EXERCISE GOAL
Reproduce the stretch from the line containing "Practice step: pin every instance of the white fur" through the end of the material, keeping every line, including the instructions, and offset each coordinate in the answers by adding 100 to it. Leave the numbers in the instructions and their format samples unchanged.

# Start of THE INPUT

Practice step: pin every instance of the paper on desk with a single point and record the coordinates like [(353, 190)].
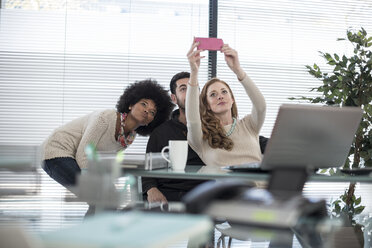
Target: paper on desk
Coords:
[(131, 230)]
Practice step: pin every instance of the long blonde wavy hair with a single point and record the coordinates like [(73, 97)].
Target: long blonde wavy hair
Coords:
[(212, 129)]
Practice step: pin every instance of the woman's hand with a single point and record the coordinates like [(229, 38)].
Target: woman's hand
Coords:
[(194, 57), (232, 60)]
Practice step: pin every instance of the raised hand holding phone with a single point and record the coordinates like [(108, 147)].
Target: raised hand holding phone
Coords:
[(194, 57), (211, 44)]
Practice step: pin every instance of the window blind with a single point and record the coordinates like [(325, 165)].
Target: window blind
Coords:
[(276, 39)]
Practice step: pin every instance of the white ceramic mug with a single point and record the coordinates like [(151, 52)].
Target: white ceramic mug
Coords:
[(177, 154)]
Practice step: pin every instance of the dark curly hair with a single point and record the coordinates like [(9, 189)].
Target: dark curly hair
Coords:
[(212, 129), (147, 89)]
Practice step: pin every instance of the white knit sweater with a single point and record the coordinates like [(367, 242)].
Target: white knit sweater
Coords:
[(70, 140), (245, 136)]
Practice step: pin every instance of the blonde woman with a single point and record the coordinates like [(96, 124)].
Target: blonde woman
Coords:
[(215, 132)]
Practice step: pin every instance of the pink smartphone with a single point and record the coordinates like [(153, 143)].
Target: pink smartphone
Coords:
[(211, 44)]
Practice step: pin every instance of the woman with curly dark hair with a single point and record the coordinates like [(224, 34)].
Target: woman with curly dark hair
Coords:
[(214, 131), (141, 108)]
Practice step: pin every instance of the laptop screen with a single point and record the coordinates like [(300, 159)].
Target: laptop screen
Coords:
[(311, 136)]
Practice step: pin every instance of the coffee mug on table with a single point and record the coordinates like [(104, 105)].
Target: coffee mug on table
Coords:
[(177, 154)]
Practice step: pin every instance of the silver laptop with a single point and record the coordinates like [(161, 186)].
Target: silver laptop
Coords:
[(309, 136)]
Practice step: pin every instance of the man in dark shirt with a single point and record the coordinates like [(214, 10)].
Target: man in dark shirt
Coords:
[(161, 189)]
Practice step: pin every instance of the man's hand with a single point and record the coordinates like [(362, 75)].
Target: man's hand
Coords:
[(232, 60), (194, 57), (154, 195)]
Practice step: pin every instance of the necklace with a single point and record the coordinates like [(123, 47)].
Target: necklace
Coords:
[(125, 141), (232, 128)]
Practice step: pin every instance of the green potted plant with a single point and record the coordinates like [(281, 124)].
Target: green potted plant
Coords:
[(349, 83)]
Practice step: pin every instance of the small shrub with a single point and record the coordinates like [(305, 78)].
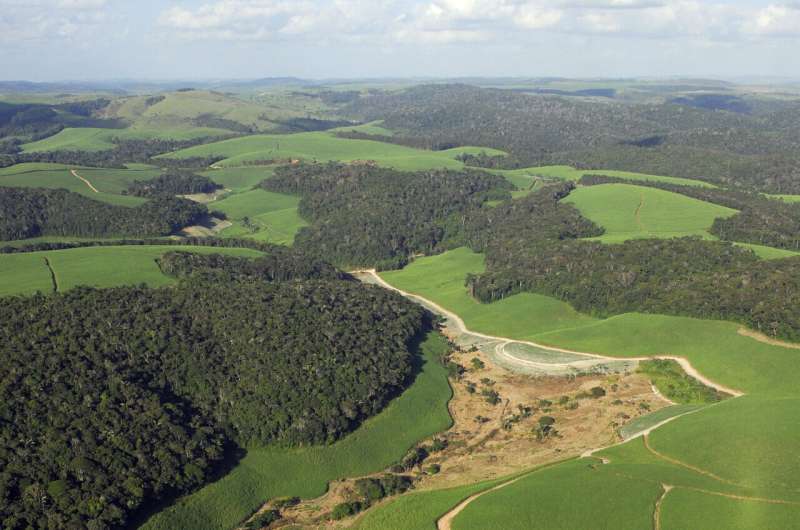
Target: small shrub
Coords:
[(264, 519), (346, 509)]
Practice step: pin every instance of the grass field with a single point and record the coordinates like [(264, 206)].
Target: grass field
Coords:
[(323, 146), (94, 266), (628, 212), (441, 278), (747, 441), (262, 215), (564, 497), (109, 182), (93, 139), (570, 173), (267, 473)]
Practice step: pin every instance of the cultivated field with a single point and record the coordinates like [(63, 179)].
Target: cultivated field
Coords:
[(322, 146), (110, 266), (628, 212)]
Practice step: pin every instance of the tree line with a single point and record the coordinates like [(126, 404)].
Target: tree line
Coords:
[(103, 413), (34, 212)]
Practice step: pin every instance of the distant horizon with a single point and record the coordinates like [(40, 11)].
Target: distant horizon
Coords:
[(47, 40)]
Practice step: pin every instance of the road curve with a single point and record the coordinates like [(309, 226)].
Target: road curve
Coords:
[(459, 323)]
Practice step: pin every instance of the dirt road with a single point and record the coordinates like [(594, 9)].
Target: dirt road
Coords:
[(461, 326), (75, 174)]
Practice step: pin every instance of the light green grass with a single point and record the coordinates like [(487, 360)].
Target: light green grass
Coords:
[(684, 508), (109, 182), (570, 173), (24, 274), (566, 497), (747, 440), (94, 266), (319, 146), (786, 198), (272, 217), (268, 473), (239, 178), (94, 139), (769, 252), (441, 278), (628, 212)]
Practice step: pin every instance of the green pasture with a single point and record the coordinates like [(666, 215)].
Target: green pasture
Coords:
[(747, 441), (109, 182), (110, 266), (627, 212), (320, 146), (266, 473), (683, 508), (441, 278), (565, 497), (239, 178), (570, 173), (95, 139), (262, 215)]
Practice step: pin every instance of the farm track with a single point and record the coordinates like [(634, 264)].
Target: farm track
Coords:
[(638, 213), (657, 512), (52, 274), (461, 326), (446, 520), (85, 181)]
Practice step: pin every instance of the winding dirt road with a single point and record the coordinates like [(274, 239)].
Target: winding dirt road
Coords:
[(75, 174), (445, 522), (461, 326)]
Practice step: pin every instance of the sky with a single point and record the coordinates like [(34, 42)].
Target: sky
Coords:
[(49, 40)]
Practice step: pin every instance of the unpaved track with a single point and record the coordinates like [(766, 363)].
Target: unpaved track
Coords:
[(75, 174), (445, 522), (461, 326)]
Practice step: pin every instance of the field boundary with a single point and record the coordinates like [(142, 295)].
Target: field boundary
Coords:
[(85, 181), (459, 323)]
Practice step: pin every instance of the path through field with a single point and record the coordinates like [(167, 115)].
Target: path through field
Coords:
[(85, 181), (456, 321)]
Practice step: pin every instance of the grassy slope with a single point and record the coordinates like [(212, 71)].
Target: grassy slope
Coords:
[(270, 472), (95, 266), (321, 146), (94, 139), (567, 497), (519, 316), (746, 440), (628, 212), (109, 182), (570, 173)]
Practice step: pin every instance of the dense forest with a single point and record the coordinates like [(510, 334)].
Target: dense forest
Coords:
[(757, 149), (34, 212), (686, 277), (760, 220), (173, 182), (105, 412), (367, 215)]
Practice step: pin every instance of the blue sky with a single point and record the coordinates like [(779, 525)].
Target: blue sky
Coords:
[(150, 39)]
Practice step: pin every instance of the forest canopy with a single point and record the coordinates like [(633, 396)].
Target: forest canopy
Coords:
[(105, 412)]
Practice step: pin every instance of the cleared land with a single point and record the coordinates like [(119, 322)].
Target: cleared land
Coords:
[(322, 146), (628, 212), (712, 443), (267, 473), (110, 183), (94, 139), (93, 266)]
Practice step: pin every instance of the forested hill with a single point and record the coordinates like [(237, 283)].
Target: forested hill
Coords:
[(756, 150), (34, 212), (104, 412), (368, 215)]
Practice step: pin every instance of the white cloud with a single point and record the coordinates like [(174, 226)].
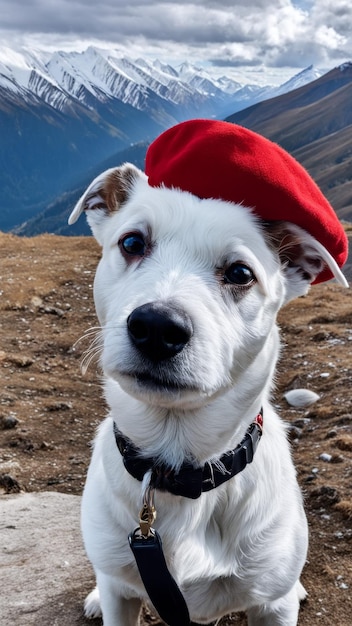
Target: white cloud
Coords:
[(239, 33)]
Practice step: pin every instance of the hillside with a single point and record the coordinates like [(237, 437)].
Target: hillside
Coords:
[(64, 113), (314, 123), (49, 410)]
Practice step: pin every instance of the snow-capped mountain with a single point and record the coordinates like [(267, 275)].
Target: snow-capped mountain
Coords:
[(101, 75)]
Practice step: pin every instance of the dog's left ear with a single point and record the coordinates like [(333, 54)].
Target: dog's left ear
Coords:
[(106, 193), (302, 257)]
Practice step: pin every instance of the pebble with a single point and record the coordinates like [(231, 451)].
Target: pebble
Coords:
[(300, 398), (9, 422), (325, 457)]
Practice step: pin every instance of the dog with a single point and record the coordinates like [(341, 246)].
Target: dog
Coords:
[(187, 294)]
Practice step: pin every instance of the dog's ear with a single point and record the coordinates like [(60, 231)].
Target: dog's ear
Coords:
[(106, 193), (302, 257)]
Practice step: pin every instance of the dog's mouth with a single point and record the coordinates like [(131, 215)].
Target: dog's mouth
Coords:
[(161, 384)]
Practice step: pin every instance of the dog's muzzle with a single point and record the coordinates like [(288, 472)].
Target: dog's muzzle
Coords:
[(159, 330)]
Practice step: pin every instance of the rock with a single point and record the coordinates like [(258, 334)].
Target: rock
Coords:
[(9, 422), (9, 484), (44, 572), (300, 398), (325, 457), (324, 496)]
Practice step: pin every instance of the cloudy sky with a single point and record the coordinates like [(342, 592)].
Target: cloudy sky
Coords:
[(227, 35)]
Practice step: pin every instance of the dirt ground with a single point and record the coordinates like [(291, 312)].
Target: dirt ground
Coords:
[(49, 410)]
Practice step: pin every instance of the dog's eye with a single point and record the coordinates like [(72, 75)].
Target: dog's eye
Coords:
[(239, 274), (133, 244)]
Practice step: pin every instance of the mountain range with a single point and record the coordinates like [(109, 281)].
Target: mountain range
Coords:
[(314, 123), (64, 114)]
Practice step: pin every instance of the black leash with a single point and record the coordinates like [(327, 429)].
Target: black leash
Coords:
[(145, 542), (161, 587)]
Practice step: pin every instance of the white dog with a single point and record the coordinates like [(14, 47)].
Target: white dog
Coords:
[(187, 294)]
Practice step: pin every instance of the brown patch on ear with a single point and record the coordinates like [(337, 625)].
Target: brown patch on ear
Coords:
[(283, 241), (117, 187)]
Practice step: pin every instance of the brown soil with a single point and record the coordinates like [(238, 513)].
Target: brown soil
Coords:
[(49, 411)]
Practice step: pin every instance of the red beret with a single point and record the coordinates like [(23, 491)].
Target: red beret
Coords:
[(214, 159)]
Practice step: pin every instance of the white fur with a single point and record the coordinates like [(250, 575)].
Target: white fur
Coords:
[(243, 545)]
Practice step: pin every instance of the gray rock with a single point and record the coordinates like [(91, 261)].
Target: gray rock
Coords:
[(44, 572)]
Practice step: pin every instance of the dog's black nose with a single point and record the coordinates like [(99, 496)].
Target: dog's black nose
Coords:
[(159, 331)]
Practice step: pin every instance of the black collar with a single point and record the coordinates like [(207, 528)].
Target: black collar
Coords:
[(191, 481)]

# End of THE INPUT

ANSWER TO THIS TASK
Practice step: pin every instance of the white fur with a single point and record the coordinates like [(250, 575)].
Target: white fur
Coords:
[(343, 645)]
Practice step: pin every instance of the gray rock with a single point and record the coordinates like [(91, 261)].
Target: gray rock
Coords:
[(144, 672)]
Practice step: pin every instance of the dog's black nose with a single point and record the coordinates like [(99, 496)].
Target: dog's black nose
Coords:
[(259, 431)]
Practice step: pin every instance of the black collar with a single point and record the coordinates like [(207, 528)].
Target: black collar
Coords:
[(291, 581)]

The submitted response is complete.